§ Aufgabendetails: Finde im Material jede Zeile, die die Zeichenfolge „hood“ enthält, und schreibe diese Zeilen ab. Groß- und Kleinschreibung zählt.

§ Extrahierte Einträge:
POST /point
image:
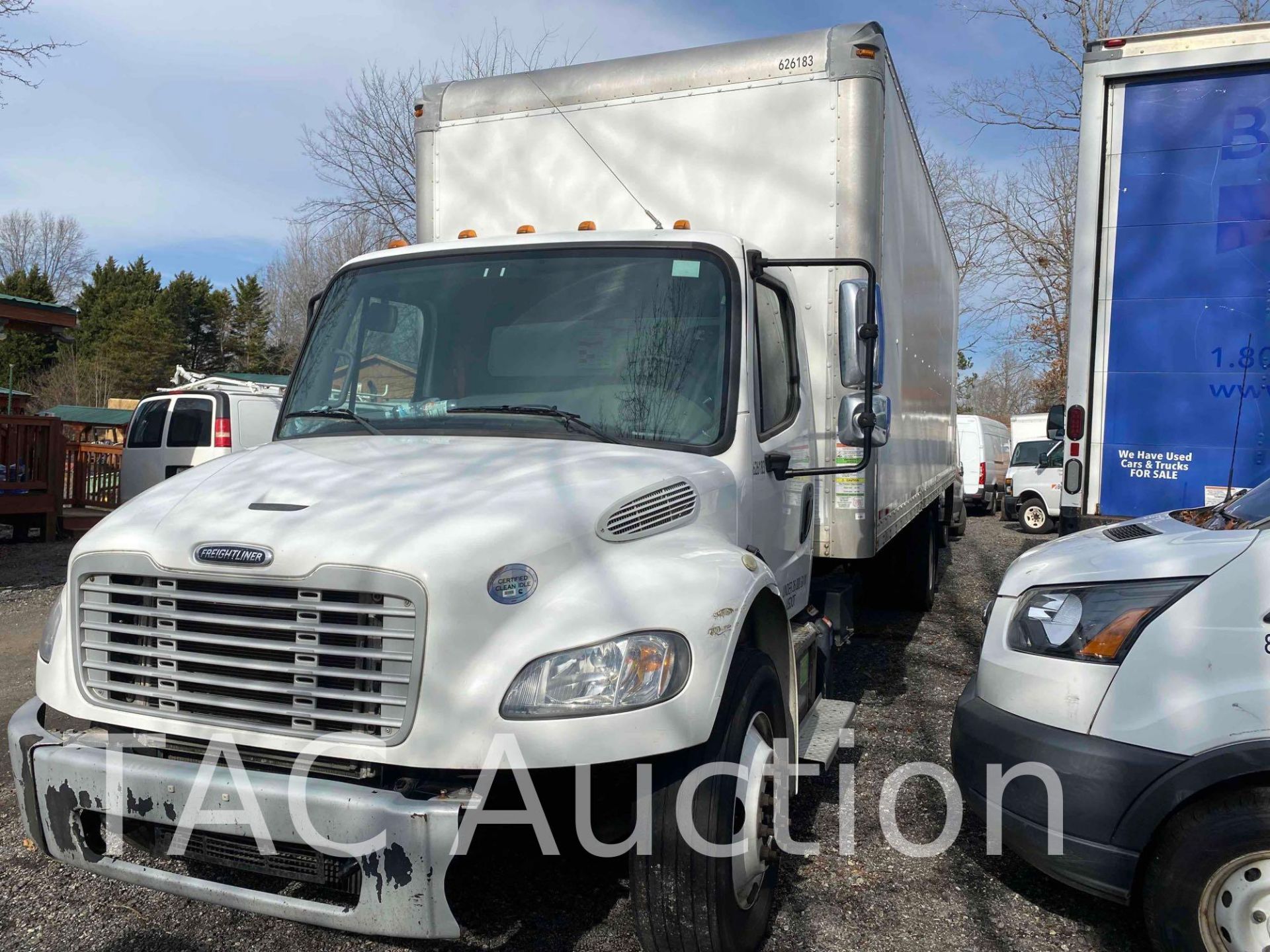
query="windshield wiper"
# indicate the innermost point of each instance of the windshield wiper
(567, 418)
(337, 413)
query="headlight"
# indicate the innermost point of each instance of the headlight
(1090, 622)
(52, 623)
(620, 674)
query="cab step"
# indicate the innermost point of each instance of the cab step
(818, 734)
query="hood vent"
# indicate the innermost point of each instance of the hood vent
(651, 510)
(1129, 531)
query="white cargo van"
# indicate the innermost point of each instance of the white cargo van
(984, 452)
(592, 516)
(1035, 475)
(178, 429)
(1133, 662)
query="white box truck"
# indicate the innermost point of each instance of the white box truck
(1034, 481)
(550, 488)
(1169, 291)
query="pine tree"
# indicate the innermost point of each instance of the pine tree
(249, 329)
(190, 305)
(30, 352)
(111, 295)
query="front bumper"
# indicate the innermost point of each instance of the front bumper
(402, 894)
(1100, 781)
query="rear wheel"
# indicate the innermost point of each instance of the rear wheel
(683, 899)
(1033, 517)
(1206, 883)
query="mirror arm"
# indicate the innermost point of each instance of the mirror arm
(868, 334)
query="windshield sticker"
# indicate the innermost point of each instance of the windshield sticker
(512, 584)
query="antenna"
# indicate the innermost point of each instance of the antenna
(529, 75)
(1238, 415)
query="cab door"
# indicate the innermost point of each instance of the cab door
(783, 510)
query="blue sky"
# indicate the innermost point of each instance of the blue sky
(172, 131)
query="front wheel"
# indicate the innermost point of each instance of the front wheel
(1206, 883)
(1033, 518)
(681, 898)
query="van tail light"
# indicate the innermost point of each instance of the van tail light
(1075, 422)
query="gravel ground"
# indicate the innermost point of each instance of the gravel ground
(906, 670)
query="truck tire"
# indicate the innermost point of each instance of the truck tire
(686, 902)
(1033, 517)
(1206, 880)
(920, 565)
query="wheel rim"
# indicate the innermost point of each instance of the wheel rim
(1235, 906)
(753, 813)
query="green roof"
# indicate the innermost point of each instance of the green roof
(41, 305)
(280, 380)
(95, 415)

§ Antwort zur Aufgabe:
query="hood vent"
# indicate the innermost point of each instance of the hood vent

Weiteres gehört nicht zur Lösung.